(Referring expression pointing data)
* * *

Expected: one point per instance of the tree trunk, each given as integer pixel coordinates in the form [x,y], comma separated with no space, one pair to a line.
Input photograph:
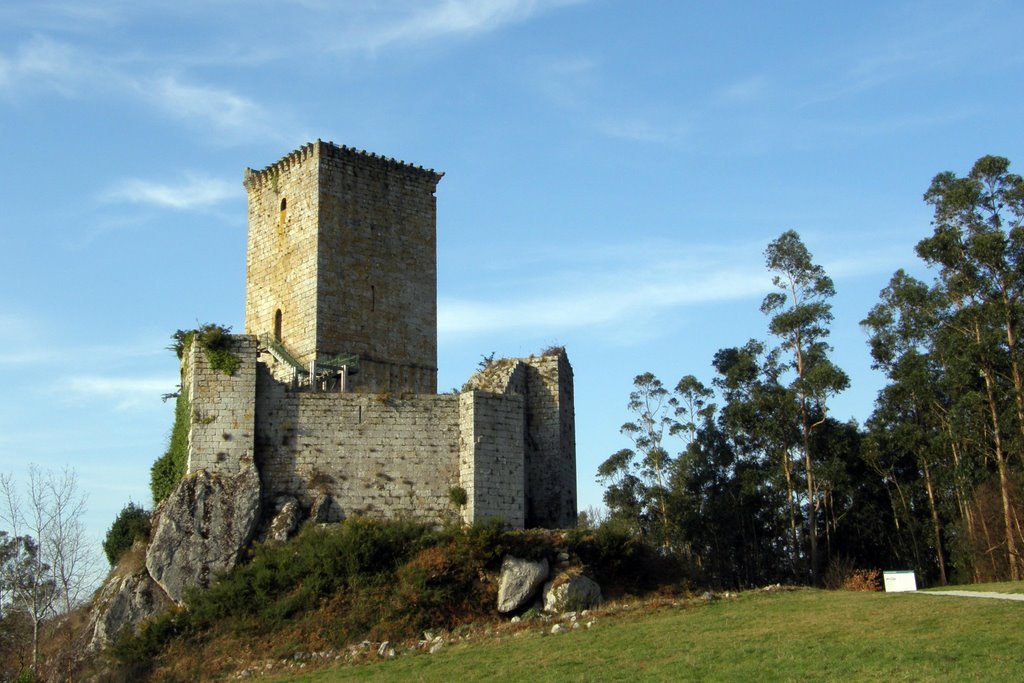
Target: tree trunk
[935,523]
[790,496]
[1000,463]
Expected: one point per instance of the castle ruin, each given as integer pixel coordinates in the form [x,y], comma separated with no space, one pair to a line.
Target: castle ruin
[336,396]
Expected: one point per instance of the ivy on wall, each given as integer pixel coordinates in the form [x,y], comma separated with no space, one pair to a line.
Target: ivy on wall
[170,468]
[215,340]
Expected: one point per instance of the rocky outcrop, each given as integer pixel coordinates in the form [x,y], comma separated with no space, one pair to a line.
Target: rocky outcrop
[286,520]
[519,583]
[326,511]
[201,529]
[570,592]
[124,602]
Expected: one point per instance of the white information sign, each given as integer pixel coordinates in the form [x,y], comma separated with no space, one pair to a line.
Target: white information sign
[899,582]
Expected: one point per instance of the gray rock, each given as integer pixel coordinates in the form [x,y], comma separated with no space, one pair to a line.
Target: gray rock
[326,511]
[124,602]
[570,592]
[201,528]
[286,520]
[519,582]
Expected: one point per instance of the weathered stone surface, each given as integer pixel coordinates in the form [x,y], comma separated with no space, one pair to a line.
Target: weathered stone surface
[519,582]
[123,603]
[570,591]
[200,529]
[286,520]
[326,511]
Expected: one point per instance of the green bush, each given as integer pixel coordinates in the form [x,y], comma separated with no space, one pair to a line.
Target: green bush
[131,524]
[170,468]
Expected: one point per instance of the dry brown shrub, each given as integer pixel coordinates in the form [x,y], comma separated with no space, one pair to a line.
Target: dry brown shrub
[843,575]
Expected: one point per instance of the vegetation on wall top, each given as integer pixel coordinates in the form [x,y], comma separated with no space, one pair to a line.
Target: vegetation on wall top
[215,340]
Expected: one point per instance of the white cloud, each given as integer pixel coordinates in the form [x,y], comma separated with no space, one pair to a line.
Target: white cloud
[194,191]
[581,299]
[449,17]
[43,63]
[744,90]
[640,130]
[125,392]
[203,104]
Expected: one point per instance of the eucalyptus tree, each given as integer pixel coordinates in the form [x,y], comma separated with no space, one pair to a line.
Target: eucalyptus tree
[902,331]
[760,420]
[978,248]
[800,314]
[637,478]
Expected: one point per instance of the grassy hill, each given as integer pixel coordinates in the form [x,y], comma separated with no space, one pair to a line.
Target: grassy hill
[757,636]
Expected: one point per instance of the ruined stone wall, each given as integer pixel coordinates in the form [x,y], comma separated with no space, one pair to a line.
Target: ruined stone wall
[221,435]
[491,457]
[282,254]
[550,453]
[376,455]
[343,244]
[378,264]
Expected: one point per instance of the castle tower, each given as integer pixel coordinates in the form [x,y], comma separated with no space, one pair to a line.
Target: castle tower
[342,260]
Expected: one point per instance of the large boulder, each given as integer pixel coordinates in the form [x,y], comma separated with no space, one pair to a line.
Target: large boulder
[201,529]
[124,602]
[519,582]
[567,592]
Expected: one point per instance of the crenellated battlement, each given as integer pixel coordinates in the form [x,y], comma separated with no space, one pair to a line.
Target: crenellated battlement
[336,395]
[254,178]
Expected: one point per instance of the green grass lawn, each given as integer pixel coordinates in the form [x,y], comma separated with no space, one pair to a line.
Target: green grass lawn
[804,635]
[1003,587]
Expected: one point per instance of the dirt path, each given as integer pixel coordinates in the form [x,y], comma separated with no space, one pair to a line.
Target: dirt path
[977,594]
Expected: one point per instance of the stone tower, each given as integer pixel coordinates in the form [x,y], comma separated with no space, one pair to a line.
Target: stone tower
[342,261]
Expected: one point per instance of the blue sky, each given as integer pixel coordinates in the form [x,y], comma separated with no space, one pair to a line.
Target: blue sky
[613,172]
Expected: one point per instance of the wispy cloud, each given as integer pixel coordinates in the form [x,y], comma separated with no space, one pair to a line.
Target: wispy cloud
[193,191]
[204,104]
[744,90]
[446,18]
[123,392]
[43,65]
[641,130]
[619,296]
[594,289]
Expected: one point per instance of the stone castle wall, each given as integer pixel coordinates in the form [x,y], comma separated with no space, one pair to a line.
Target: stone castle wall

* * *

About this task
Each line from the one holding "Expected: one point per instance of the stone castle" through the last line of the data is to be transcribed exactly, with nothing else added.

Task response
Expected: one point per instance of the stone castle wall, each given as integer pixel coordinates in the form [x,y], comma separated with no space, one pair to a line.
Target: stone castle wall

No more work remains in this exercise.